Action item A
Answer these questions from the passage on healthcare decarbonization:
(i) As of 2018, about what share of hospital systems had attempted energy efficiency efforts as bold as Gundersen's?
(ii) What share of the healthcare sector's carbon footprint is the U.S. healthcare supply chain estimated to account for?
(iii) Which publication is cited for the major areas to prioritize?
Action item B
Write the next part of the passage on healthcare decarbonization, picking up after its final sentence.

Supplied passage
┄┄┄┄┄┄┄┄┄┄┄┄┄┄┄┄┄┄┄┄

The rationale that motivated Gundersen to take action back in 2008 still resonates all too well today, amid record fuel prices that have a domino effect on supply and operating costs for health systems. Yet, as of 2018, only about 10% of hospital systems have attempted energy efficiency efforts as bold as Gundersen’s, a hospital energy expert at UnitedHealth Group’s Optum Advisory Services told U.S. News World Report at the time.
“Now that the cost of energy is going up, this is going to be a huge burden on healthcare organizations moving into the future,” Eber told Modern Healthcare Custom Media. “In our organization, because of the investments that we’ve made and all the progress that we’ve made, it’s going to have much less of an impact.”
Achieving the level of financial and operational resilience that Gundersen has—and advancing healthcare decarbonization for the benefit of human health—will require action on four specific fronts, experts in the field say.
According to the New England Journal of Medicine, the major areas to prioritize are:
Encompassing production, transport, and the use and disposal of goods, the U.S. healthcare supply chain is responsible for estimated 80% of sector’s carbon footprint and should therefore be a major consideration in developing decarbonization efforts. Healthcare organizations can also use their purchasing power to brace against future constraints.
“Whether you’re talking about the environment or disruption from other things, whether it be war like we’re seeing now or other significant events, building resiliency in the supply chain is really important,” said Elizabeth Baca, MD, Specialist Leader for Health Care and Life Science Strategy at Deloitte Consulting.
While clinicians are the ones treating the health consequences of carbon emissions, they haven’t traditionally been given the resources to become experts on the issue and conduits of change. This is another area of opportunity for building resilience.

┄┄┄┄┄┄┄┄┄┄┄┄┄┄┄┄┄┄┄┄

Data extract
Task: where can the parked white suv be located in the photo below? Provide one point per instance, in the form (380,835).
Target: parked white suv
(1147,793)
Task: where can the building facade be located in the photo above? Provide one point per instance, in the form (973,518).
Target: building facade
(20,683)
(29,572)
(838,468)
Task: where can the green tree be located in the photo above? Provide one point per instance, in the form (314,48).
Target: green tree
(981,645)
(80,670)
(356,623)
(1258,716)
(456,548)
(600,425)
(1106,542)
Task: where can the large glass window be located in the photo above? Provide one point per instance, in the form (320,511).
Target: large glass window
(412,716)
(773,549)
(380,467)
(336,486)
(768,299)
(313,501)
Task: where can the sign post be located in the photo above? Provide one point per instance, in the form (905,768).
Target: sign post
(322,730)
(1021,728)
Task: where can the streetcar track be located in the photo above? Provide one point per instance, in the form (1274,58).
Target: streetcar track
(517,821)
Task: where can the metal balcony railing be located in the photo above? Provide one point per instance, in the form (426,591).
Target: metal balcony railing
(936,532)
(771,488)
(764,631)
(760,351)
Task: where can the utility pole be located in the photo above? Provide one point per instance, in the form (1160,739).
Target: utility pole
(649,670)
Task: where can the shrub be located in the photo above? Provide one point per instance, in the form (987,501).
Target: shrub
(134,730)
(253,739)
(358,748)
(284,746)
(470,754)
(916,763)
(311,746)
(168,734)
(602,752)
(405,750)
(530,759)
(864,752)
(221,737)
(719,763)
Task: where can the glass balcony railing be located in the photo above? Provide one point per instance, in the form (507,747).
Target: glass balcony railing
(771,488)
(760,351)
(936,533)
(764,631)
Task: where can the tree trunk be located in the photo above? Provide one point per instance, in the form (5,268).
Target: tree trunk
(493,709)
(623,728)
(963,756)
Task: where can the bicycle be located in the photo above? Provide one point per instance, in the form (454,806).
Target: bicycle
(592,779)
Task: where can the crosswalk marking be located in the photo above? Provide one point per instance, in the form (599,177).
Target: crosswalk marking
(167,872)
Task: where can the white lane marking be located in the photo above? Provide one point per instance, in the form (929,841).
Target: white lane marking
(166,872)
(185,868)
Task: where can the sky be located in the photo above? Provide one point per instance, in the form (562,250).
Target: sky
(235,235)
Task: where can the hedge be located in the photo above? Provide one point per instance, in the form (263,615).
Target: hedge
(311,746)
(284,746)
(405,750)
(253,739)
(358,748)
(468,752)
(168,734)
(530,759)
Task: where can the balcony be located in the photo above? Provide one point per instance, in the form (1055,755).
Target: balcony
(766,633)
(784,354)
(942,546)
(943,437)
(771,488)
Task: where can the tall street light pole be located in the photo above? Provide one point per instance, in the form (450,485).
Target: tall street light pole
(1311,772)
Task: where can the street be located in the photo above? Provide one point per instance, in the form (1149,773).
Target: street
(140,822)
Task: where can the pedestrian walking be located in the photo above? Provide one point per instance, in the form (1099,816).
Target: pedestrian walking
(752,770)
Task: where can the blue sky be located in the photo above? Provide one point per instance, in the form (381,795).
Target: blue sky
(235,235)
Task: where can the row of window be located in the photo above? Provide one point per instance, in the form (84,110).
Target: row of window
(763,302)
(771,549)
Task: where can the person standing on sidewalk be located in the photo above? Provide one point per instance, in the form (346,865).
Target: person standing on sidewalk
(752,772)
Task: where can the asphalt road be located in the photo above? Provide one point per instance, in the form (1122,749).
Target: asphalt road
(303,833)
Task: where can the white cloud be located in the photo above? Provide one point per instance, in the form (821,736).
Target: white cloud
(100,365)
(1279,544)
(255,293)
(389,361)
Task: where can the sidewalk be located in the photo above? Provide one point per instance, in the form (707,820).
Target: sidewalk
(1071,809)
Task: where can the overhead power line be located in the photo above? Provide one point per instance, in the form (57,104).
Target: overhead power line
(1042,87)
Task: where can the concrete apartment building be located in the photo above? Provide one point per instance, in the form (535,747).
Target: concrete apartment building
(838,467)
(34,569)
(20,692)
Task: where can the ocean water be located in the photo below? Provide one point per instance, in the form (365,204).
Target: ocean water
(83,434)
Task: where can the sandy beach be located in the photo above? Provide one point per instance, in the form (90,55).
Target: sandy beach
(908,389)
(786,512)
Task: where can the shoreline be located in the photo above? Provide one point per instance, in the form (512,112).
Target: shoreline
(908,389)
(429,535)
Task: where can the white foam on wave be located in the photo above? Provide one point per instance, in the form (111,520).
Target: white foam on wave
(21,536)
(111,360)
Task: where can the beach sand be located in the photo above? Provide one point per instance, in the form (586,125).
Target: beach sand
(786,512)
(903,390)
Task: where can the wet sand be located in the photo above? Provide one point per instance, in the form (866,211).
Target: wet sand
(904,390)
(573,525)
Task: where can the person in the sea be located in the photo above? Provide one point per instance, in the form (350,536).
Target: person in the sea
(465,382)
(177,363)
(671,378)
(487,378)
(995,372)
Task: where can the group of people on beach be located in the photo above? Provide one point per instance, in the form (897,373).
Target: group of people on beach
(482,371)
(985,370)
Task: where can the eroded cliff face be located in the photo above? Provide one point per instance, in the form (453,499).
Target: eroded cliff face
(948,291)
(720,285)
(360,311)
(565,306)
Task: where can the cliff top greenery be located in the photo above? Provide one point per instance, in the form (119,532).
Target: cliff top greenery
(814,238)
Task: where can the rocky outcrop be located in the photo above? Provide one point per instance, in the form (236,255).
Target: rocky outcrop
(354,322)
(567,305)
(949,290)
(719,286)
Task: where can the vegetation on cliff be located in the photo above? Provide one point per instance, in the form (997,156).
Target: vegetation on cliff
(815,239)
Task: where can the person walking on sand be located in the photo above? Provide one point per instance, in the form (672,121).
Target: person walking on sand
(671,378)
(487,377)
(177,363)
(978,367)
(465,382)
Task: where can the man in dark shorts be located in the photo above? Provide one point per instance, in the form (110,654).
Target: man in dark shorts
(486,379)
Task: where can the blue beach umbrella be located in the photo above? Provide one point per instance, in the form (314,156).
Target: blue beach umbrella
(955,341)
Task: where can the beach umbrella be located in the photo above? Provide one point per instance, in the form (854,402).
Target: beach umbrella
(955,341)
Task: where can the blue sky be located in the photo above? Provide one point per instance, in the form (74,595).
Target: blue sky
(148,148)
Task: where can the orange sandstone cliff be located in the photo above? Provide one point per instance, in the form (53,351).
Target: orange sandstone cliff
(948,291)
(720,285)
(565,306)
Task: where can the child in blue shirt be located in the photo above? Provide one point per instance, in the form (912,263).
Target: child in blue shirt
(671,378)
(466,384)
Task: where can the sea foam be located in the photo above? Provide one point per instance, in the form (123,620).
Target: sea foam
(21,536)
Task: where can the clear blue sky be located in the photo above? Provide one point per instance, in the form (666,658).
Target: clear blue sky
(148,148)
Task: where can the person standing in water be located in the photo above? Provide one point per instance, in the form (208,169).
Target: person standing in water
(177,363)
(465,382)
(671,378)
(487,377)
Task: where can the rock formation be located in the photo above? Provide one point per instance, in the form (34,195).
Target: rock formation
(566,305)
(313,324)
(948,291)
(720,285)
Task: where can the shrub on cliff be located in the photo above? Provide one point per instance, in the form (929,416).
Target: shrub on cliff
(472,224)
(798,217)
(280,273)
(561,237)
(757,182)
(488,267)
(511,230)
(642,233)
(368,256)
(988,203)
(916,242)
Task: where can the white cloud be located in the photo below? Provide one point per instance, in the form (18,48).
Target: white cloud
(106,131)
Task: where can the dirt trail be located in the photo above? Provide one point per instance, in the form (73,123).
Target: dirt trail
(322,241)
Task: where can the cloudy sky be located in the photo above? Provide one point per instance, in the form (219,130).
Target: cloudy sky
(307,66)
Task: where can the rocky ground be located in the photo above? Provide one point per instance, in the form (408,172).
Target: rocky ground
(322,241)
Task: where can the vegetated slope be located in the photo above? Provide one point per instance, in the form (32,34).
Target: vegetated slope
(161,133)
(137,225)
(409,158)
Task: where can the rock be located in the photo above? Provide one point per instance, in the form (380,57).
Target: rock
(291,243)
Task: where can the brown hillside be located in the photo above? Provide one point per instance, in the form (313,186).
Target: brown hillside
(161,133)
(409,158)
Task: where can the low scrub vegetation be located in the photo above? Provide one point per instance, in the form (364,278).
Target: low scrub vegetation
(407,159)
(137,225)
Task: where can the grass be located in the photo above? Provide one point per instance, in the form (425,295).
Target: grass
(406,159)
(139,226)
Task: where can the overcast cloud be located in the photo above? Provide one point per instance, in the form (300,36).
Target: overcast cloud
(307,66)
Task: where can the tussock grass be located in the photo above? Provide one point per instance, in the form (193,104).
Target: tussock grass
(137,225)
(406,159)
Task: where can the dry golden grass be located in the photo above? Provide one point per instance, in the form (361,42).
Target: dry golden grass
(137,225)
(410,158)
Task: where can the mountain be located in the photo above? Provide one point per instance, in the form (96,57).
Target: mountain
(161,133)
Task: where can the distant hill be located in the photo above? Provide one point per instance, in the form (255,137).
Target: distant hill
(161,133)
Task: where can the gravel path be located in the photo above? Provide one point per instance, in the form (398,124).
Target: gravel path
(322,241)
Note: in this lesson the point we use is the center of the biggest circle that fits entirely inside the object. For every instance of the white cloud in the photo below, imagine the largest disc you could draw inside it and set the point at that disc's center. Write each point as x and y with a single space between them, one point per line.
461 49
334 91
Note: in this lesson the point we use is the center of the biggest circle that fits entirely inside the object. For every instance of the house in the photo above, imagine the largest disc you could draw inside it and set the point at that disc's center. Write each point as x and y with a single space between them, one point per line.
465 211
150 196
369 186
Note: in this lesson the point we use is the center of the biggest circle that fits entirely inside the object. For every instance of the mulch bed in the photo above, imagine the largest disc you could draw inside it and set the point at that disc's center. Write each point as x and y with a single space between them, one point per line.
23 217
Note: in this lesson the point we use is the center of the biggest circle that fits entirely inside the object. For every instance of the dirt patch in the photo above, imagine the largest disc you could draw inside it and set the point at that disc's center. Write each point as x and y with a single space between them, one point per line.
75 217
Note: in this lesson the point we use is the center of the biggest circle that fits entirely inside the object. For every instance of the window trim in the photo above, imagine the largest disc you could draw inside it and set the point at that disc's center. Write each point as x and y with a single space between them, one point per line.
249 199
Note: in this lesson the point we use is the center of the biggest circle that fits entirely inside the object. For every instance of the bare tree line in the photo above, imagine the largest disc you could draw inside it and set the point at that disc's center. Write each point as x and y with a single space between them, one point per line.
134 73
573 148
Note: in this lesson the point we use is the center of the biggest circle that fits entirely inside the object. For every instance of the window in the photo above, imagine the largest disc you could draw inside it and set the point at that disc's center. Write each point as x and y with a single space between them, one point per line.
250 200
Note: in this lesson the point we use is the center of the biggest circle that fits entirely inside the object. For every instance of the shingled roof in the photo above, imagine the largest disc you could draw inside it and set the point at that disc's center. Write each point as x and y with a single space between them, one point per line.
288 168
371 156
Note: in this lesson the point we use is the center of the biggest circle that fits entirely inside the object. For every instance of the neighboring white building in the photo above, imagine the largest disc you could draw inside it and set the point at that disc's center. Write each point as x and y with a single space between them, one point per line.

┄┄┄┄┄┄┄┄┄┄┄┄┄┄┄┄┄┄┄┄

Your response A
(i) About 10%
(ii) An estimated 80%
(iii) The New England Journal of Medicine

Your response B
“When we’re asking our hospitals to divest in oil and gas and can’t speak about that—if we remain siloed in patient care—then we can’t be effective,” said Lemery, who was involved in creating the climate medicine diploma at the University of Colorado School of Medicine. “We have to be expert communicators.”
Providing this kind of education will also give clinicians and healthcare employees a sense of control and empowerment they might be lacking currently, as they grapple with relentless understaffing, burnout and other discouraging elements of the job.
Decarbonization will be made possible in part through policies, financing and common metrics that incentivize effective, equitable action. While sky-high oil and gas prices are already causing leaders to rethink renewable energy use, they should also be looking at what’s coming down the pike from a regulatory standpoint, Lemery said.
“We know it’s coming,” he said. “If hospital systems are expected through things like CMS reimbursement to be able to demonstrate a lower carbon footprint, you’ll have people taking notice. There’s no more, ‘We should do the right thing,’ or, ‘We could do that next week’—it’s, ‘Oh, man, we have to do this now, because our reimbursement is being linked to compliance with decarbonization metrics.’”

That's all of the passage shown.